━━ Records for the exercise

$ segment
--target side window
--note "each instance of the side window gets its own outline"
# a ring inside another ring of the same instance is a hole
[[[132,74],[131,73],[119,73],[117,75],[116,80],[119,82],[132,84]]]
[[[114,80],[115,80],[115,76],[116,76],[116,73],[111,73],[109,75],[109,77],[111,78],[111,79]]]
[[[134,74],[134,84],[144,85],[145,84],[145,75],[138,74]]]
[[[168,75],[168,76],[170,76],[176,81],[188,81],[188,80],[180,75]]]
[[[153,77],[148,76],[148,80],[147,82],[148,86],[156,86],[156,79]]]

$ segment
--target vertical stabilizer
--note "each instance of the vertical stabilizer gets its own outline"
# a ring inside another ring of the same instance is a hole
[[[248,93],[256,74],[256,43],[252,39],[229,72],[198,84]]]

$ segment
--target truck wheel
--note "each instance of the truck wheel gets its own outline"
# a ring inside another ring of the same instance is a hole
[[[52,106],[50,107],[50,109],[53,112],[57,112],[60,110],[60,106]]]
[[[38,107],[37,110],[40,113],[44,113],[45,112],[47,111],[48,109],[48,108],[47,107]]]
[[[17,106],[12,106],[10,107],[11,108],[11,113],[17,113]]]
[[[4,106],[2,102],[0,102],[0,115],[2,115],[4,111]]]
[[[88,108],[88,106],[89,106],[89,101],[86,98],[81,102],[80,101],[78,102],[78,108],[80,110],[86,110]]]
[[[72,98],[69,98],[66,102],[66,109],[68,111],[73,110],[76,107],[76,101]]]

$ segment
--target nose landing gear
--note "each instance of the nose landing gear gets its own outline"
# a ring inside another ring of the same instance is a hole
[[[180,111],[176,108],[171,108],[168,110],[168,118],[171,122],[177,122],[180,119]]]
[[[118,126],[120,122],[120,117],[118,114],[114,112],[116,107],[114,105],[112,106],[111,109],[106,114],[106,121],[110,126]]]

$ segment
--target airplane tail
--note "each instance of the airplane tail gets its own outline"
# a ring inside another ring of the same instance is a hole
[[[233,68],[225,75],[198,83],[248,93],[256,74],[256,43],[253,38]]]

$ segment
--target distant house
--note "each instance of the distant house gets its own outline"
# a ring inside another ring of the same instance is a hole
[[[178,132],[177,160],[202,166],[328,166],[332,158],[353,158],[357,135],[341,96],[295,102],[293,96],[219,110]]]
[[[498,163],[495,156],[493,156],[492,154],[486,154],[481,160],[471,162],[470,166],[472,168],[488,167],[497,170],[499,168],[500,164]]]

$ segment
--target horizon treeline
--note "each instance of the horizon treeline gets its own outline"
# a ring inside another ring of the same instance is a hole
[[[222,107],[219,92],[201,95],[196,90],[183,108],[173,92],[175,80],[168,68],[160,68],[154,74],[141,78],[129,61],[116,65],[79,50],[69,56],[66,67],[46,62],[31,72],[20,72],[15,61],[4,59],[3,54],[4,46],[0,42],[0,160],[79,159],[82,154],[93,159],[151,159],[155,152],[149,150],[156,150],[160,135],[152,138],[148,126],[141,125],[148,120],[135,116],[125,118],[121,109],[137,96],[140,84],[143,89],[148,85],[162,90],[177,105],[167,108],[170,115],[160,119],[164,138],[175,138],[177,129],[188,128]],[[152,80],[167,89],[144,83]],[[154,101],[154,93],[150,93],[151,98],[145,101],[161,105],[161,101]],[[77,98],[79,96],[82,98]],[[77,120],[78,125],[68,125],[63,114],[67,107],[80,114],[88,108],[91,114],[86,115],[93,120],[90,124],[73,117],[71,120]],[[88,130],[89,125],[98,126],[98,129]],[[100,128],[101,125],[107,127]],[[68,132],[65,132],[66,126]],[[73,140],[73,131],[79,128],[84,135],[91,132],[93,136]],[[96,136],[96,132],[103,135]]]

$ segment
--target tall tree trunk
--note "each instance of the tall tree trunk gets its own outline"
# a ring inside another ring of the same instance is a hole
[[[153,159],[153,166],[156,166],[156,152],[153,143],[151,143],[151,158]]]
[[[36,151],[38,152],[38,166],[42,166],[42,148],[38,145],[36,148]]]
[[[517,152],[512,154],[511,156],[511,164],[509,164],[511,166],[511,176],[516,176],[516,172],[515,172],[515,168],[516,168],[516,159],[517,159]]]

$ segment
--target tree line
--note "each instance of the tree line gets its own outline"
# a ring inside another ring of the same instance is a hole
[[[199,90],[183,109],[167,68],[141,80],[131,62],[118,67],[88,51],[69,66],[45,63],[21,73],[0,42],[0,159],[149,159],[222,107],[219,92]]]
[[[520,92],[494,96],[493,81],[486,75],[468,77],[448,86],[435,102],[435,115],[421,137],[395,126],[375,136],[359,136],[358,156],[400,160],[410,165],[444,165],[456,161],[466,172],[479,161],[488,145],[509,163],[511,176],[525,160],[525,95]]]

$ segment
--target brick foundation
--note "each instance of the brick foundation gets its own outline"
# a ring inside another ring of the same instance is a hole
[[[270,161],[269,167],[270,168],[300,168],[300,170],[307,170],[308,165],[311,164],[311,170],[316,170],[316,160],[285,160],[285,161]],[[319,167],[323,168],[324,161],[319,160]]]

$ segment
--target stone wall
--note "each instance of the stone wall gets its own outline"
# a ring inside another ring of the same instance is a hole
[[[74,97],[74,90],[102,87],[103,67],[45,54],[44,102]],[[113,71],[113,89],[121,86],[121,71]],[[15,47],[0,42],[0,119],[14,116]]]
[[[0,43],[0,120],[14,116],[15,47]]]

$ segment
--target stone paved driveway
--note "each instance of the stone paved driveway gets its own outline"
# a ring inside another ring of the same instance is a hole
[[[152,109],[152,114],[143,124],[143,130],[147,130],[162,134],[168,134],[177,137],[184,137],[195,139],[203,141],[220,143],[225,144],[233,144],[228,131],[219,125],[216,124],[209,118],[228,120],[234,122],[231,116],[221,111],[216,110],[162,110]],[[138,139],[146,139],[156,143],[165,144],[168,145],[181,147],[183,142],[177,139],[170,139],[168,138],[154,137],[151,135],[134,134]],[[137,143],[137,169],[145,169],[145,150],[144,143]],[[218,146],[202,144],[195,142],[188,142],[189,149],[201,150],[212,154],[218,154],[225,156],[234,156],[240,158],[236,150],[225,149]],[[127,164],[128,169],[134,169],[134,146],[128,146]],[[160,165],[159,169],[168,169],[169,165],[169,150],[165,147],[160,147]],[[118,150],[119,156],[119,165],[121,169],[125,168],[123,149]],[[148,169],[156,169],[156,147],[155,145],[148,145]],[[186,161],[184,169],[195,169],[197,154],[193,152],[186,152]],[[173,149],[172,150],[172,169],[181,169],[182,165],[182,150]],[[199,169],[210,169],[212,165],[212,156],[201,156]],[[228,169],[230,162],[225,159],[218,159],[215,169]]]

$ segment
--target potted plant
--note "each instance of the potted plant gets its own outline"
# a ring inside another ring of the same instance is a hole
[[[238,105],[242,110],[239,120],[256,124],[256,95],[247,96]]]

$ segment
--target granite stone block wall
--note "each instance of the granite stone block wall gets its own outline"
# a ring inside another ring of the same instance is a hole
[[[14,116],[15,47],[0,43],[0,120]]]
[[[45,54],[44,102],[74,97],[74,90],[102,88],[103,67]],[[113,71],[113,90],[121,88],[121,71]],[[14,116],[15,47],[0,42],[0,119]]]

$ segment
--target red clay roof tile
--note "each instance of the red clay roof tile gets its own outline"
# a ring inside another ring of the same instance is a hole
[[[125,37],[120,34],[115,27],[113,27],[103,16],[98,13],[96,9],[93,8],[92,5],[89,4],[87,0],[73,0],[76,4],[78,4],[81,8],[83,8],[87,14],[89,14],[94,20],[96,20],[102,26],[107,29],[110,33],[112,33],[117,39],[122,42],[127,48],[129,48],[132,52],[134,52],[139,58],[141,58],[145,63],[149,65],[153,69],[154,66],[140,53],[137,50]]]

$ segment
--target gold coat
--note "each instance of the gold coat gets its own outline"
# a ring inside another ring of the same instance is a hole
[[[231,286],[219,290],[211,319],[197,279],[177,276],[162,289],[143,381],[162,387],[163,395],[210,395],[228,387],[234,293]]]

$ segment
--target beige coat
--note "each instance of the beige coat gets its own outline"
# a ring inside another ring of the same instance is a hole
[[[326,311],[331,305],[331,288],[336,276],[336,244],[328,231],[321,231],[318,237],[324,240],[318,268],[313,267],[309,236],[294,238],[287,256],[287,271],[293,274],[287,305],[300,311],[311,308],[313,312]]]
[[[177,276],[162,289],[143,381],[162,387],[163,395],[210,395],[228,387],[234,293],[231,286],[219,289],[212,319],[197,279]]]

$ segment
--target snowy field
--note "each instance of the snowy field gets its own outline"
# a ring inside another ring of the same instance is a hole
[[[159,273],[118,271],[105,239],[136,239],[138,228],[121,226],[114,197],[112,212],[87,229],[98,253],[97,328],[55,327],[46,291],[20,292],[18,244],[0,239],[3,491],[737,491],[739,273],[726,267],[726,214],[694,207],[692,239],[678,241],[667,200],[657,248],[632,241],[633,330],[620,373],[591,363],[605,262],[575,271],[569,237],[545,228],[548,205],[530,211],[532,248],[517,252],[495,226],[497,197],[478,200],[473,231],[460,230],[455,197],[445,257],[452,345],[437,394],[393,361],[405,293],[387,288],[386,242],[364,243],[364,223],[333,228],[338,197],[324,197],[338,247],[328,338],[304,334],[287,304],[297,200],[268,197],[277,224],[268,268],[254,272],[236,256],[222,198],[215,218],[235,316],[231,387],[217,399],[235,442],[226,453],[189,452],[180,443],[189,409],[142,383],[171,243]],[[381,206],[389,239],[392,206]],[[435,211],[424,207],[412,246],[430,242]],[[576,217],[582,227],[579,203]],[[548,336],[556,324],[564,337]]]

━━━━

Reproduce the data verbatim from its first line through the line containing "[[[134,74],[134,84],[144,85],[145,84],[145,75],[138,74]]]", with both of those lines included.

$ segment
--target side window
--note "each instance of the side window gets its own outline"
# a ring inside another ring of the same instance is a hole
[[[132,74],[131,73],[119,73],[117,75],[116,80],[119,82],[132,84]]]
[[[114,80],[115,80],[115,76],[116,76],[116,73],[111,73],[109,75],[109,77],[111,78],[111,79]]]
[[[134,74],[134,84],[144,85],[145,84],[145,75],[138,74]]]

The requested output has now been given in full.